-- Exercise aim --
Transcribe the records that follow. Keep every word exactly, and drop the pictures.

-- Dataset entries --
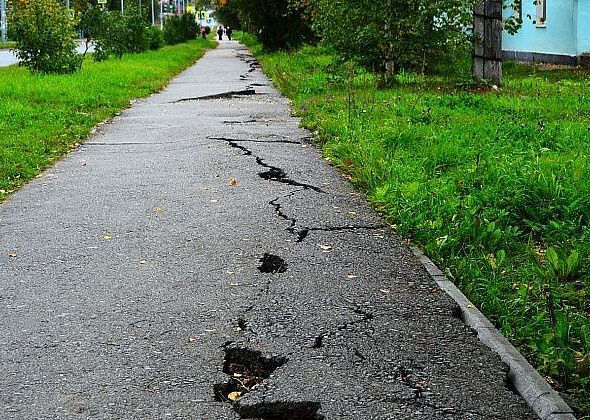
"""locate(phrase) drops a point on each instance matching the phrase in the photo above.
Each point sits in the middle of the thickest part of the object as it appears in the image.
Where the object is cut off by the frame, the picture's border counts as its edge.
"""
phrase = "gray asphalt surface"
(130, 277)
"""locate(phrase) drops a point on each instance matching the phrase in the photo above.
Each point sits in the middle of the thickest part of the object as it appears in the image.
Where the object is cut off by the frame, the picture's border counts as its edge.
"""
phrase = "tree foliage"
(180, 28)
(43, 30)
(393, 34)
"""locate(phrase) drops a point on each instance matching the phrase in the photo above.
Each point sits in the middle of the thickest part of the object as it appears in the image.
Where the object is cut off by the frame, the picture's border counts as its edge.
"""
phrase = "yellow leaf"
(234, 395)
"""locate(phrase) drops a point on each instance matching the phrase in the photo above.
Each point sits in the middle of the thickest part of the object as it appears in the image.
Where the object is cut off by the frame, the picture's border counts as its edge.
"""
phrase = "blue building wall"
(566, 31)
(583, 26)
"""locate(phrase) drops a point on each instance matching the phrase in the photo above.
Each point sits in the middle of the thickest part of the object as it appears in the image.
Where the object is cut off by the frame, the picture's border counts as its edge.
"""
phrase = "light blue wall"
(583, 26)
(559, 34)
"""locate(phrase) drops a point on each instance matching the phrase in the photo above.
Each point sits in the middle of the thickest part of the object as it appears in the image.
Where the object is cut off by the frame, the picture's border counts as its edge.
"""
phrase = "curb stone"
(543, 400)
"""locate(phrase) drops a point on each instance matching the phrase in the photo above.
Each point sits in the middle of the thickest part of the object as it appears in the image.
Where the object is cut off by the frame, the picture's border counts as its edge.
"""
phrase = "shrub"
(42, 30)
(154, 38)
(117, 33)
(179, 29)
(394, 35)
(111, 36)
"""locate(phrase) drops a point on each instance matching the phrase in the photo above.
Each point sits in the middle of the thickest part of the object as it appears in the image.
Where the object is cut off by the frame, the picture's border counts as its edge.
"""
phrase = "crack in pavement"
(281, 175)
(225, 95)
(253, 141)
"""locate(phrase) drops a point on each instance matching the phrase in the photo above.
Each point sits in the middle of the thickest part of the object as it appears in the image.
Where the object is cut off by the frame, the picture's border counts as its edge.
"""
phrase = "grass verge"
(493, 185)
(44, 116)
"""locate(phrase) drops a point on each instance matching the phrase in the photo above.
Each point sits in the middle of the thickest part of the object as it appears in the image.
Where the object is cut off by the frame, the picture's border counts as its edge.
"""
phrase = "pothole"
(273, 174)
(272, 264)
(247, 369)
(281, 410)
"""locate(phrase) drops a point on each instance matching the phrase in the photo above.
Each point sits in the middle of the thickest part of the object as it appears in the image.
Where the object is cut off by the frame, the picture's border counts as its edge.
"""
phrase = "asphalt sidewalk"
(200, 232)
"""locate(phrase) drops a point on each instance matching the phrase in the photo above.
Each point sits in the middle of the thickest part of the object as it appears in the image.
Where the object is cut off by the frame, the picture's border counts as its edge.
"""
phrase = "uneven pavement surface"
(198, 247)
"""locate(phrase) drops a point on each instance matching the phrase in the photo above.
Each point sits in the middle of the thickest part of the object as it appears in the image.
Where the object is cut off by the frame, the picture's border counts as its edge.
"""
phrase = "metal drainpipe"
(3, 25)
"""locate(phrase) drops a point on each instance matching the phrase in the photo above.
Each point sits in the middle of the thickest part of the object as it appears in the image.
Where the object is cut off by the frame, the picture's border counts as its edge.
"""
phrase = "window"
(541, 13)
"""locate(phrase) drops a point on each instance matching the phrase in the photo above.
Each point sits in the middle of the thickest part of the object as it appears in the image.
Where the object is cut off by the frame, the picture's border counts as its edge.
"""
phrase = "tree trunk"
(487, 43)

-- Answer to the problem --
"""locate(phrase) drops a point on each instance matching the phrase in the photo above.
Each point sits in the middle of the thickest part of the object as it appears in the image.
Where the object is cut off by the frame, the picture's border counts as its edge.
"""
phrase = "gray asphalt surface"
(130, 277)
"""locate(phrase) drops a point on each instance matching the phrase in the photo above.
Each point sits in the middle of the thickest part of the object as it appears in the image.
Where the object is cut off by the frame, the picture's border counts as its edge.
"""
phrase = "tree foliage"
(180, 28)
(43, 30)
(393, 34)
"""locate(phrase) drops a point on each instance matching the phrase in the photo above.
Each point sits in the middle of the thickest part of the object as it appears in the image.
Where the object is cut off by the frame, the picture's border counts as its edge.
"""
phrase = "yellow leaf"
(234, 395)
"""locate(phrase) drops a point on each instance matching the phrase in the photo above.
Each point sits in the middle of the thickest part of the object as it appears in the image.
Where the object is cut off by the frame, the picture's border counts as its edge.
"""
phrase = "blue building wall"
(566, 31)
(583, 26)
"""locate(phrase) drops a point on each instance matching the phrase in the photo above.
Each point sits in the middle of the thickest part of the object as it appears in the image.
Where the object is cut off by the frame, the picture's border counts as its edge.
"""
phrase = "light blue wall"
(583, 26)
(559, 34)
"""locate(phrase) drops a point on each instance matching the phrase in the photo above.
Each point sits in the middle of the thickest part of the object as it appears in the image.
Where the object is cut off by the frame, the picture's border counts as its edge.
"""
phrase = "curb stone"
(543, 400)
"""locate(phrase) drops a point on each instance matching the phrase in the photo above.
Each point sits in the middle of the thickest part of the object as it appears in the image.
Where the object is cut off by the frame, the picture's border counts as its edge.
"""
phrase = "shrub"
(42, 30)
(154, 38)
(117, 33)
(179, 29)
(394, 35)
(111, 36)
"""locate(phrase) drops a point on each instance matching the phrase in the photo above.
Each point sits in the middle of the thickest part of the object as it appears in the image.
Where the object is cut off by the frame, the picture's border counts as its edge.
"""
phrase = "crack in pavement"
(281, 175)
(225, 95)
(253, 141)
"""locate(phrase) drops a point on each instance matching the phrase in the photo above.
Each point sits in the middle of the thickest part of the object as it appears in the image.
Where the object is cut off by the frame, the picture's border counts as its edge.
"""
phrase = "grass verge"
(493, 185)
(44, 116)
"""locate(phrase) drops a point on each instance matching the phrase in the photo above.
Each point sits in the middle of the thickest part of the object as it appears in the image.
Where the object is cut off by the frame, the picture's border counts as its edge.
"""
phrase = "pothole"
(273, 174)
(272, 264)
(247, 369)
(281, 410)
"""locate(phrase) drops a point on each instance matching the phrase in the photo above.
Each point sits in the middle of the thickest part of the object as it appears in the image.
Where the object is cut off by the frame, the picture's border counts as its edge.
"""
phrase = "asphalt sidewalk"
(200, 232)
"""locate(phrase) drops a point on each instance matching the phrase in the photo above.
Each point sits in the middle of the thickest part of the object as it appears in the image.
Where the object is cut off by the frame, the picture's border counts as its edge.
"""
phrase = "uneven pavement surface"
(198, 247)
"""locate(phrase) drops a point on each instance matching the phrase in the photo above.
Each point sits in the middle of the thickest part of the object as it appears in the image.
Where the object is cut off by the frame, the picture's border counts as its edge.
"""
phrase = "metal drainpipe"
(3, 25)
"""locate(phrase) drops a point on each instance matching the phrase in the photo above.
Each point sits in the middle of the thickest part of the object as it appears in the image.
Where the object is cut off by the frame, the picture's border counts as its edge.
"""
phrase = "window"
(541, 13)
"""locate(phrase) drops a point on each instance matching the phrase in the photo above.
Each point sits in the middle of the thickest part of the object as it appears in the image.
Where the object is cut off by the frame, the picture's border counts as its edge.
"""
phrase = "tree trunk"
(487, 43)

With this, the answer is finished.